[Pointing dataset excerpts]
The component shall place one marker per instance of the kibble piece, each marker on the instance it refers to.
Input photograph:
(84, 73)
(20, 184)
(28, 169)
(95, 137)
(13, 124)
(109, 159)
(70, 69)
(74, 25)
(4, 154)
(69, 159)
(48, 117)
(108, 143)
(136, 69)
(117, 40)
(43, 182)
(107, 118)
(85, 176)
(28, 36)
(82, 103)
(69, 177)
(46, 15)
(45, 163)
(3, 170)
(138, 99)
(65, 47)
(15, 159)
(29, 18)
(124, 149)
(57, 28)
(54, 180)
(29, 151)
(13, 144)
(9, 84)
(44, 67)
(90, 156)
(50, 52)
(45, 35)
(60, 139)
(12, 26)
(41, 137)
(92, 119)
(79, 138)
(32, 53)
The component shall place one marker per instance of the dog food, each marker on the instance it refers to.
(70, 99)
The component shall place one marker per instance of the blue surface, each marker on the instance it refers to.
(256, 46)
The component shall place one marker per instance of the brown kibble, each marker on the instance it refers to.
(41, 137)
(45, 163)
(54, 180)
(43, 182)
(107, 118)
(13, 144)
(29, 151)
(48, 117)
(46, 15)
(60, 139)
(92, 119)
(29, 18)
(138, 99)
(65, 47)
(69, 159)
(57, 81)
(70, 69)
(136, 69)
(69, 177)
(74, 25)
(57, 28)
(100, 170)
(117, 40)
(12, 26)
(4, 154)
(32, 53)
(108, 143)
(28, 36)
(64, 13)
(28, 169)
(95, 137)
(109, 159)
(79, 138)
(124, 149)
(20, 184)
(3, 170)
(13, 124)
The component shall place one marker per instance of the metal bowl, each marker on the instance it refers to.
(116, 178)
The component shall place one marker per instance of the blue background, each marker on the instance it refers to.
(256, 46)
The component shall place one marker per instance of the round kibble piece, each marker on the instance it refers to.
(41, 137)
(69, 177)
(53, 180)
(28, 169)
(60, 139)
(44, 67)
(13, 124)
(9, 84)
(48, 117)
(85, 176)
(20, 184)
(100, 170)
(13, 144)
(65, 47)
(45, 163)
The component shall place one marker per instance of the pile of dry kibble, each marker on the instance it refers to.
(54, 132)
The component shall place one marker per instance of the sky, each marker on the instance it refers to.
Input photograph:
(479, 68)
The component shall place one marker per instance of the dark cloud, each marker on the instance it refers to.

**Goal:** Lay out the lines above as a JSON list of strings, with one string for each line and no blank lines.

**Response:**
[
  "The component shall place one marker per instance of the kibble piece, each marker on the instance it refers to.",
  "Input photograph:",
  "(84, 73)",
  "(20, 184)",
  "(28, 169)",
  "(95, 137)",
  "(13, 124)",
  "(109, 159)",
  "(70, 69)",
  "(74, 25)",
  "(4, 154)",
  "(69, 159)",
  "(48, 117)",
  "(108, 143)",
  "(136, 69)",
  "(117, 40)",
  "(43, 182)",
  "(107, 118)",
  "(85, 176)",
  "(28, 36)",
  "(82, 103)",
  "(69, 177)",
  "(46, 15)",
  "(45, 163)",
  "(3, 170)",
  "(138, 99)",
  "(65, 47)",
  "(15, 159)",
  "(29, 18)",
  "(124, 149)",
  "(57, 28)",
  "(54, 180)",
  "(29, 151)",
  "(13, 144)",
  "(9, 84)",
  "(44, 67)",
  "(90, 156)",
  "(50, 52)",
  "(45, 35)",
  "(60, 139)",
  "(12, 26)",
  "(41, 137)",
  "(92, 119)",
  "(79, 138)",
  "(32, 53)",
  "The component shall place one marker per instance of the dog food, each marker on the instance it refers to.",
  "(70, 99)",
  "The component shall place one marker per instance of the blue surface, each marker on the instance it refers to.",
  "(256, 46)",
  "The component shall place one marker per instance of the brown kibble, each marker on the instance it refers to.",
  "(41, 137)",
  "(45, 163)",
  "(54, 180)",
  "(43, 182)",
  "(107, 118)",
  "(13, 144)",
  "(29, 151)",
  "(48, 117)",
  "(46, 15)",
  "(60, 139)",
  "(92, 119)",
  "(29, 18)",
  "(138, 99)",
  "(65, 47)",
  "(69, 159)",
  "(57, 81)",
  "(70, 69)",
  "(136, 69)",
  "(69, 177)",
  "(74, 25)",
  "(57, 28)",
  "(100, 170)",
  "(117, 40)",
  "(12, 26)",
  "(4, 154)",
  "(32, 53)",
  "(108, 143)",
  "(28, 36)",
  "(64, 13)",
  "(28, 169)",
  "(95, 137)",
  "(109, 159)",
  "(79, 138)",
  "(124, 149)",
  "(20, 184)",
  "(3, 170)",
  "(13, 124)",
  "The component shall place one marker per instance of the metal bowl, each marker on the instance it refers to.",
  "(116, 178)",
  "The component shall place one marker per instance of the blue background, each marker on the instance it refers to.",
  "(256, 46)",
  "The component shall place one marker per instance of the round kibble piece, each marker on the instance it refers to.",
  "(41, 137)",
  "(69, 177)",
  "(53, 180)",
  "(28, 169)",
  "(60, 139)",
  "(44, 67)",
  "(13, 124)",
  "(9, 84)",
  "(48, 117)",
  "(85, 176)",
  "(20, 184)",
  "(100, 170)",
  "(13, 144)",
  "(65, 47)",
  "(45, 163)",
  "The component shall place one marker per instance of the pile of dry kibble, each marker on the instance it refers to.",
  "(54, 132)",
  "The component shall place one marker per instance of the sky, each marker on the instance it refers to.",
  "Input photograph:",
  "(479, 68)",
  "The component shall place one marker per instance of the dark cloud, each marker on the instance it refers to."
]